== Work task ==
Would you output all the entries below without altering a word?

━━━ Supplied entries ━━━

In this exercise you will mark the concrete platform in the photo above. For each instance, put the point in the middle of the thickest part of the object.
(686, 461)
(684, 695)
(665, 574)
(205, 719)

━━━

== Output of the task ==
In this exercise you will mark the concrete platform in the photo above. For each instance, put the point in the middle of the thickest part of the object.
(686, 461)
(684, 695)
(665, 574)
(205, 719)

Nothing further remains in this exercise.